PROBLEM TO SOLVE
Which lines run from the one containing "# put a marker on each instance of the bottle" through the end of the material? Transcribe them word for word, and only them.

RECORDED INFORMATION
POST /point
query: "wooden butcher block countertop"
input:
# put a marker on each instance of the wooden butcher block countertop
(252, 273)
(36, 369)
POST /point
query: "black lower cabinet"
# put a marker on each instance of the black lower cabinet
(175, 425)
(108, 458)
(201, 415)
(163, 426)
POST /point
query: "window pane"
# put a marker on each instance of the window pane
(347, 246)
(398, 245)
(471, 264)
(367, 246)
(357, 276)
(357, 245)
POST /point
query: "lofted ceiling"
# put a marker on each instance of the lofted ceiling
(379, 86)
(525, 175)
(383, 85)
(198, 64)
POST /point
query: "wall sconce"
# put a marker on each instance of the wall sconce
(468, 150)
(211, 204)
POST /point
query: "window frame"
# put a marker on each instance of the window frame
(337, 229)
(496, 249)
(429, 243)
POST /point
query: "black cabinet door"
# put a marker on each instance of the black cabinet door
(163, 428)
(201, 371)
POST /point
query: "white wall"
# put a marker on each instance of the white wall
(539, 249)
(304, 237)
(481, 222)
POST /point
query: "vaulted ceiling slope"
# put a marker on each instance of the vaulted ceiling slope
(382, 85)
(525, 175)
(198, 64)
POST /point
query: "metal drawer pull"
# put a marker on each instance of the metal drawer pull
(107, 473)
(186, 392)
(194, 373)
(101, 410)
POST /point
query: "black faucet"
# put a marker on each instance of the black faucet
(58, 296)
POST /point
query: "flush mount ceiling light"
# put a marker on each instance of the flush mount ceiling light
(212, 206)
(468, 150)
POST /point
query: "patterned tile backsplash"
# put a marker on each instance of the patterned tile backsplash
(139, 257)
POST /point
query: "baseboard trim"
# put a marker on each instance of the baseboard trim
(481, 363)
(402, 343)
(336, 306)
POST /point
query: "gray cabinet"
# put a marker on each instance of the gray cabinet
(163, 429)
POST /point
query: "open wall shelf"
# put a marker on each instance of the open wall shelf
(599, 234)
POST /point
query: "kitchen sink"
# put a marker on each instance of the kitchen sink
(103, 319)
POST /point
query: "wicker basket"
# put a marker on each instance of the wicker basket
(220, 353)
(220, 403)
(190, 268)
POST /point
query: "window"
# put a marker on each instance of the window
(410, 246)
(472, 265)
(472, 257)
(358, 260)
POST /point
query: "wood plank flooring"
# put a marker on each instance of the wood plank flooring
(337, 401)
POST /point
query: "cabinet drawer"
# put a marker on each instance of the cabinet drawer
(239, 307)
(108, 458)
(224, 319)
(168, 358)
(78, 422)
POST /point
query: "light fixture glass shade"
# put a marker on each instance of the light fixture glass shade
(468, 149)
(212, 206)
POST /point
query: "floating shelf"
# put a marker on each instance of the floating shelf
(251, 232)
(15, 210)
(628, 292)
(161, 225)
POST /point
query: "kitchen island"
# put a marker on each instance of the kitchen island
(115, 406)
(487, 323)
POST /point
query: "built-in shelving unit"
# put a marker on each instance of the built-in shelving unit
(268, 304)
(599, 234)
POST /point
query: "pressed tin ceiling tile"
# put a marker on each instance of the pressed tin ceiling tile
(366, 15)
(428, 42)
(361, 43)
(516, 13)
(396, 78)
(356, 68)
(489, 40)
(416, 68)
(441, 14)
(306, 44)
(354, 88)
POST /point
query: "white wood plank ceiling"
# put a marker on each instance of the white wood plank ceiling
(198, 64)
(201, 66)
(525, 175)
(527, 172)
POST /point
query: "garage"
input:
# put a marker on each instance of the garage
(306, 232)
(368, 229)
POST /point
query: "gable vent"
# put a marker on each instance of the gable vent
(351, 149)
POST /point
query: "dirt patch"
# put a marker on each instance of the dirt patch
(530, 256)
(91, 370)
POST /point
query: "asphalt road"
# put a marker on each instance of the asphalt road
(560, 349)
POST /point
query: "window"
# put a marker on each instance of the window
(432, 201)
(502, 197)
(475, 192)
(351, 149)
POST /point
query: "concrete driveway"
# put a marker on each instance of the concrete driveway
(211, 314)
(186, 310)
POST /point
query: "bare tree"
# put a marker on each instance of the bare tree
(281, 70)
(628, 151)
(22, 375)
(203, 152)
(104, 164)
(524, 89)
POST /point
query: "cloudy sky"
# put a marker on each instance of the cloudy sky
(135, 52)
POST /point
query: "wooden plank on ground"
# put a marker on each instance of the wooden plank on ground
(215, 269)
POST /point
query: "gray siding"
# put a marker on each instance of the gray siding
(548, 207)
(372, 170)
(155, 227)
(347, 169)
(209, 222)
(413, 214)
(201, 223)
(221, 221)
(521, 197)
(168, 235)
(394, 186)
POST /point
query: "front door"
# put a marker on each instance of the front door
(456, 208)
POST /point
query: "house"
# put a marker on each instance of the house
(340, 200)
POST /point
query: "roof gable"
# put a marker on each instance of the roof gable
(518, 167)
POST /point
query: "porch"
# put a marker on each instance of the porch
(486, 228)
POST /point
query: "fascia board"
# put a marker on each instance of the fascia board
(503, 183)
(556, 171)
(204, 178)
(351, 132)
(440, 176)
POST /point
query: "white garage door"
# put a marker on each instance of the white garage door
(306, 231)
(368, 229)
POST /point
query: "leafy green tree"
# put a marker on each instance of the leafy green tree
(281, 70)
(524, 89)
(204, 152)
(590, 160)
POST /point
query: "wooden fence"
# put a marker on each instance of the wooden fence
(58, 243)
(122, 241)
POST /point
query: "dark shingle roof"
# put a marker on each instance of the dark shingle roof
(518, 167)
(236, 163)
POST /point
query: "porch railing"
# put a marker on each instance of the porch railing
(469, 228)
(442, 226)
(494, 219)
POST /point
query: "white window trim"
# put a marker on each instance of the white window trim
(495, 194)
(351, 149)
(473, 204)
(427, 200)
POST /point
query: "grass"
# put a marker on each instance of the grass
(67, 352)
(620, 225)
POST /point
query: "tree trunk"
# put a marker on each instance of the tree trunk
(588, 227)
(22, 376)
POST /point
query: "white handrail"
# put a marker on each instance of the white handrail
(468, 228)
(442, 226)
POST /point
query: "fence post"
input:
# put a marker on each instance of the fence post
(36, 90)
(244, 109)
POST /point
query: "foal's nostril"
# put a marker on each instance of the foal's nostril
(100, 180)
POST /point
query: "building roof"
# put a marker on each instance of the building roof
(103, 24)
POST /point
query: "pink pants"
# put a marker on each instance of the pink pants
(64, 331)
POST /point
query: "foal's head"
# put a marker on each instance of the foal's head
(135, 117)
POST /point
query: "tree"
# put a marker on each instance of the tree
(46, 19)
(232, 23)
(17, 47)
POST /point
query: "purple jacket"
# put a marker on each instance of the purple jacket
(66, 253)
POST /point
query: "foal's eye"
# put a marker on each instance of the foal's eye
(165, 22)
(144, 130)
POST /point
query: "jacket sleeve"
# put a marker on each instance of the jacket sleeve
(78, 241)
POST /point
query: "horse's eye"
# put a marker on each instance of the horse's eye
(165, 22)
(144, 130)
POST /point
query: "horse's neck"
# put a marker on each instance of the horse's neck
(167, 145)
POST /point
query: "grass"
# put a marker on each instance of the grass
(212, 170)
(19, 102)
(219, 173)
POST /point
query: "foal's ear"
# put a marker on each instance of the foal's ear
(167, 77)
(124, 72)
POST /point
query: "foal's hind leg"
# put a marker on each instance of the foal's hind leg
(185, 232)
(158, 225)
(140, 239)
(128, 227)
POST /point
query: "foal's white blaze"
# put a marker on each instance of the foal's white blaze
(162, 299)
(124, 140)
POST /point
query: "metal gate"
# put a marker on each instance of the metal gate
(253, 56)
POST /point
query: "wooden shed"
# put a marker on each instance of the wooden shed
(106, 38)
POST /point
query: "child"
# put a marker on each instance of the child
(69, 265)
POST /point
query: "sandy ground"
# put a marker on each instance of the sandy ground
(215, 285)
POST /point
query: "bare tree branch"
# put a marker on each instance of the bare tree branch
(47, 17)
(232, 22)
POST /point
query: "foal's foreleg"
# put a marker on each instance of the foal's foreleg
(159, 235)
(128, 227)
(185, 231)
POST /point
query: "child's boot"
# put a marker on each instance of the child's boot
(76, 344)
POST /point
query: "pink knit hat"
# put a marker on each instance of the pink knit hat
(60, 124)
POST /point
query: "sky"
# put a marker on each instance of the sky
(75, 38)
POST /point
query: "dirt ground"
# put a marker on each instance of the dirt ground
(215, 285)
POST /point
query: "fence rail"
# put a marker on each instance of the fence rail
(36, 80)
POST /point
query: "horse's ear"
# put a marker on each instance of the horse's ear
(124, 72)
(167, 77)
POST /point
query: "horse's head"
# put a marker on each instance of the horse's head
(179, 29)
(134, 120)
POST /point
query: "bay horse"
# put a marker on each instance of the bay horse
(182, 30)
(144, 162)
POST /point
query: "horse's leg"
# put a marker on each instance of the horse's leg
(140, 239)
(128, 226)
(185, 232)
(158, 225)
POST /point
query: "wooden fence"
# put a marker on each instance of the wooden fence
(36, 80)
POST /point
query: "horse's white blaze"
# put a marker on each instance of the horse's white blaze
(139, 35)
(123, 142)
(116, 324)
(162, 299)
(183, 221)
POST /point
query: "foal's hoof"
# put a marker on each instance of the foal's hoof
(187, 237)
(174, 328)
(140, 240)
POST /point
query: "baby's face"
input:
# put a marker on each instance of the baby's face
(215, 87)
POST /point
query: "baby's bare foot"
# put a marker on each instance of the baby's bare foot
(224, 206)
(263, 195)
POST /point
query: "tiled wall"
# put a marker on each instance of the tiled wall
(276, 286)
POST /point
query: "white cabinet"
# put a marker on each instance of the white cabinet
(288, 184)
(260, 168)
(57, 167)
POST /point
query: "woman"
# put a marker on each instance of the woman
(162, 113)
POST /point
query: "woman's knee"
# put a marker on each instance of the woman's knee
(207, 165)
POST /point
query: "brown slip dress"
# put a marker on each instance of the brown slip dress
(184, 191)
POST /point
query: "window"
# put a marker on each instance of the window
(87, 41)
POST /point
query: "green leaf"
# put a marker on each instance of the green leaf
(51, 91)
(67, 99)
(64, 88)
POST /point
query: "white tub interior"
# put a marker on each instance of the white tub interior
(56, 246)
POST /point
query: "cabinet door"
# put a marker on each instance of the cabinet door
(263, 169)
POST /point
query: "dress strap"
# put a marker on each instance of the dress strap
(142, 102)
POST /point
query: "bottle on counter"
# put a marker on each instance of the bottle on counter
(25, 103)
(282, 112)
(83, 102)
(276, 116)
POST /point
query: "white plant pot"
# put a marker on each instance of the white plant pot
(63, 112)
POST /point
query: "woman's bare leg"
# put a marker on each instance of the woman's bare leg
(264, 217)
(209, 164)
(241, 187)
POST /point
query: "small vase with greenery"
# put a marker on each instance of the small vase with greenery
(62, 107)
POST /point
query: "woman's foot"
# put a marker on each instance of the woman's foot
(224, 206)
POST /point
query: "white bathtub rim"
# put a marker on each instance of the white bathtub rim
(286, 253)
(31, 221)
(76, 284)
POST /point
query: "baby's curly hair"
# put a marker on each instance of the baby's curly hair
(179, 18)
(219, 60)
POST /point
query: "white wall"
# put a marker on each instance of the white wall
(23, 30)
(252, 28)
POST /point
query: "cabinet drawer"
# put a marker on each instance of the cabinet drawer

RESULT
# put a marker on each instance of the bottle on counter
(25, 103)
(282, 112)
(83, 102)
(276, 116)
POST /point
query: "white plant pot"
# put a marker on each instance of the white plant pot
(63, 112)
POST /point
query: "woman's bare leg"
# put a marker on each instance of the woman's bare leg
(264, 217)
(209, 164)
(241, 187)
POST /point
query: "small vase with greenery"
# put a marker on each instance of the small vase with greenery
(62, 107)
POST /point
query: "woman's foot"
# put a marker on each instance of the woman's foot
(224, 206)
POST /point
query: "white bathtub rim"
# put a marker on each instance of the white bathtub rim
(286, 253)
(31, 221)
(76, 284)
POST /point
query: "baby's curly hair"
# put a marker on each instance of the baby's curly hair
(179, 18)
(219, 60)
POST /point
query: "white wall"
# put a marker on each instance of the white wall
(23, 30)
(252, 28)
POST /point
query: "cabinet drawer"
# put a marker on each instance of the cabinet drawer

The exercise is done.